(Instrução 1):
Segundo o trecho, que árvores a rua do Porto e as margens do Itapeva deveriam receber?
(Instrução 2):
Transcreva do trecho a parte que começa em "TESTEMUNHOS CENTENÁRIOS" e segue até "eixos de Piracicaba.".

(Trecho):
+++

Rua do Porto: jardim à beira rio plantado (final)

TESTEMUNHOS CENTENÁRIOS

O Senador Manoel de Moraes Barros, no século XIX, insistia para os piracicabanos arborizarem a frente de suas casas, desde que evitando árvores de grande porte. O engenheiro Francisco Júlio da Conceição – filhos dos Barões de Serra Negra – planejava o ajardinamento da Praça da Matriz, outras praças e ruas eram arborizadas com palmeiras e flamboyants. Mas a rua do Porto e as margens do Itapeva deveriam receber apenas eucaliptos. Eram, na realidade, ruas tratadas como solo encharcado, vistas como margens periféricas de uma cidade moralizada. Mas Rua do Porto e Itapeva continuariam sendo eixos de Piracicaba.

+++

[Linhas de apontamento]
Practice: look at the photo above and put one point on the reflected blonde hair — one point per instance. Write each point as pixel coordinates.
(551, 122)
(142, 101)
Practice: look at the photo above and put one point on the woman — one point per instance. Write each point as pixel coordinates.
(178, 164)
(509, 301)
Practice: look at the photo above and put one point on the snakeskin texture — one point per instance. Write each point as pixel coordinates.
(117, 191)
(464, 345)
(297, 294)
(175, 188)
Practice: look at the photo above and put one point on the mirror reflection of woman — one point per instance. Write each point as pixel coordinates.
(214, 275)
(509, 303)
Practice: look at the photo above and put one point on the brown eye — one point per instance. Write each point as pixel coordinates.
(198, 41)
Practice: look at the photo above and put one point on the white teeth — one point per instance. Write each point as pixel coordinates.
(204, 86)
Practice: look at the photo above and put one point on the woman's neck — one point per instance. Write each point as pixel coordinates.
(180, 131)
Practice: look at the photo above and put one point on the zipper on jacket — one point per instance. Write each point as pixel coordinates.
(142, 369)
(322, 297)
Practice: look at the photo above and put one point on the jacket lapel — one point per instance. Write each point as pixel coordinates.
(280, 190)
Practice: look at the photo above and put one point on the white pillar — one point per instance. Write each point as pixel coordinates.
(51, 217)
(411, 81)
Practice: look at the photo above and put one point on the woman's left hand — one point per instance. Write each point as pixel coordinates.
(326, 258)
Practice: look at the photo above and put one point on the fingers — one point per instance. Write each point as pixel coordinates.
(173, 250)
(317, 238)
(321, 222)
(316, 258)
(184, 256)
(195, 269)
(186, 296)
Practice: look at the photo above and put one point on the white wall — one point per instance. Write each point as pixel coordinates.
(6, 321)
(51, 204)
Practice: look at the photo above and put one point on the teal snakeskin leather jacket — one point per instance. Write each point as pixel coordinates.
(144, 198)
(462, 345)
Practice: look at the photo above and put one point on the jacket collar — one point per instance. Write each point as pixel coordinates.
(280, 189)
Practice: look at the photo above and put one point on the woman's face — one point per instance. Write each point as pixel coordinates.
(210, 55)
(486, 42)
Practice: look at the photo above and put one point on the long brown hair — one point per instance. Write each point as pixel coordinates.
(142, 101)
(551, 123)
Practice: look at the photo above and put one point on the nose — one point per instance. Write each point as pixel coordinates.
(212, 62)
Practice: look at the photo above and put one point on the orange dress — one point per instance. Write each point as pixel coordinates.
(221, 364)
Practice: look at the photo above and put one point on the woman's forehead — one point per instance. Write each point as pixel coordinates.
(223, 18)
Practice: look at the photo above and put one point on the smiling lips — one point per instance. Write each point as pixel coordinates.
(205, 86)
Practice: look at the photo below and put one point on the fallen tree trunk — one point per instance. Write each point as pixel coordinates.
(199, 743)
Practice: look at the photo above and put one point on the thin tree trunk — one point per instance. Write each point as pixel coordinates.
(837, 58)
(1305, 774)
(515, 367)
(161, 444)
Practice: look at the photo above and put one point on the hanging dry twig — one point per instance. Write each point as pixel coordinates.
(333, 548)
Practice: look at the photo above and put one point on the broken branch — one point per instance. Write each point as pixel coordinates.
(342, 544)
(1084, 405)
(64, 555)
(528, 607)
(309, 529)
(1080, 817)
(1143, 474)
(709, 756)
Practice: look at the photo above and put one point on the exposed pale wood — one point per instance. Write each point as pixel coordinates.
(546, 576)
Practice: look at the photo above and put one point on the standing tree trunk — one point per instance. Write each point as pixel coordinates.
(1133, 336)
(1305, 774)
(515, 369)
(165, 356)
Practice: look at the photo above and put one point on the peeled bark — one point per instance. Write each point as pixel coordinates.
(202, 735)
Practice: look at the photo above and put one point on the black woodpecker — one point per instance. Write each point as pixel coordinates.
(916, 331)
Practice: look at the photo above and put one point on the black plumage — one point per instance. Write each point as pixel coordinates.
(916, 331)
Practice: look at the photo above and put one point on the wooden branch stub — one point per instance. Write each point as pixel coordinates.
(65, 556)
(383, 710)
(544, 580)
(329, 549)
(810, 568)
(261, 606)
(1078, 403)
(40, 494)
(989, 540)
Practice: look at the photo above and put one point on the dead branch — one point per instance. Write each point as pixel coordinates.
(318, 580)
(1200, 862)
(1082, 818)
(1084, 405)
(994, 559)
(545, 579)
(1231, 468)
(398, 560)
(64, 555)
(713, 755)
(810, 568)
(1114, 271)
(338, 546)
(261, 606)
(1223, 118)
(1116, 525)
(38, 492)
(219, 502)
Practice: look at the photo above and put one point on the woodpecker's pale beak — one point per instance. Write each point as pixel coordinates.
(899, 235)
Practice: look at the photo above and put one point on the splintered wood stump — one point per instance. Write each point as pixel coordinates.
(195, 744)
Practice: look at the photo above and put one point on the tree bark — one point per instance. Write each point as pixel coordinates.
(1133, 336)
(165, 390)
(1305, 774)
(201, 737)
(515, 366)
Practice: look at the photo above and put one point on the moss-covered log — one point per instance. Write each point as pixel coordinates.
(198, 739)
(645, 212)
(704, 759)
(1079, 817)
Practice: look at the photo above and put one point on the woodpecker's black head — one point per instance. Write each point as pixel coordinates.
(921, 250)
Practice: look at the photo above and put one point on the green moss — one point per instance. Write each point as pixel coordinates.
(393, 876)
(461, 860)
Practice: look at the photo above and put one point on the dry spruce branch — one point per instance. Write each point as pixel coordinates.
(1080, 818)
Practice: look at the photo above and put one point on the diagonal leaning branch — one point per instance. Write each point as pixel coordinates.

+++

(Resposta esperada 1):
Apenas eucaliptos.

(Resposta esperada 2):
TESTEMUNHOS CENTENÁRIOS

O Senador Manoel de Moraes Barros, no século XIX, insistia para os piracicabanos arborizarem a frente de suas casas, desde que evitando árvores de grande porte. O engenheiro Francisco Júlio da Conceição – filhos dos Barões de Serra Negra – planejava o ajardinamento da Praça da Matriz, outras praças e ruas eram arborizadas com palmeiras e flamboyants. Mas a rua do Porto e as margens do Itapeva deveriam receber apenas eucaliptos. Eram, na realidade, ruas tratadas como solo encharcado, vistas como margens periféricas de uma cidade moralizada. Mas Rua do Porto e Itapeva continuariam sendo eixos de Piracicaba.